Texte extrait »
+ + + +
En effet, l’attitude à tenir face aux serments et promesses imposés par les autorités à partir d’août 1792 fait rapidement l’objet de débats très vigoureux au sein du clergé réfractaire. On a vu dans la partie précédente que des figures éminentes du clergé insermenté, notamment à Paris, n’ont vu aucun obstacle à la prestation de serments politiques susceptibles d’une interprétation catholique, mais ont même parfois jugé de leur devoir de faire ces serments.
D’autres ecclésiastiques rejettent au contraire ces actes comme illicites. Le rejet de ces serments connaît cependant toutes sortes de degrés. Ainsi le canoniste laïc Maultrot juge-t-il les serments purement civiques téméraires, mais non impies (2) ; les évêques et prêtres qui les ont acceptés ne cessent donc pas pour autant d’être des pasteurs légitimes. A Angoulême, l’abbé Jean Vigneron, grand-vicaire de l’évêque en exil, prête le serment de Liberté-Egalité et incite le clergé à l’imiter ; sous le Directoire, il désapprouve le serment de haine de la royauté, mais refuse de suspendre les prêtres qui l’ont prêté (3). Quant à l’abbé Henri de Lafaux de Chabrignac, doyen du chapitre cathédral, lui aussi grand-vicaire, il s’abstient de tout serment et encourage les prêtres à rétracter leurs serments, mais refuse de s’opposer publiquement à son confrère l’abbé Vigneron (4). La compréhensible opposition aux serments « politiques », qui peut être fondée sur des arguments tout à fait valable, ne signifie donc pas nécessairement le rejet des prêtres qui les ont prêtés, la réciproque étant presque toujours vraie.
+ + + +
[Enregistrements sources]
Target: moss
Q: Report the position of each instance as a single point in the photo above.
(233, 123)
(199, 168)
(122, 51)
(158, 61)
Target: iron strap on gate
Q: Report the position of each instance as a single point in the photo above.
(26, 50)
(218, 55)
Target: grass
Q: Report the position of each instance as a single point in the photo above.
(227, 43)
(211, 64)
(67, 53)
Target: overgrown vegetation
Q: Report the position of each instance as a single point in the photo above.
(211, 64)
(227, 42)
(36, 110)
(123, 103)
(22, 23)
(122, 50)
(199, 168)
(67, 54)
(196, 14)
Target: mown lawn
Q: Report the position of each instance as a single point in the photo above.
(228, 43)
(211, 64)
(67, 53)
+ + + +
Consigne » D'après le texte sur les serments du clergé réfractaire, pourquoi Maultrot considère-t-il que les évêques et prêtres ayant accepté les serments purement civiques restent des pasteurs légitimes ?

Réponse » Maultrot juge ces serments téméraires, mais non impies. Ceux qui les ont acceptés ne cessent donc pas d'être des pasteurs légitimes.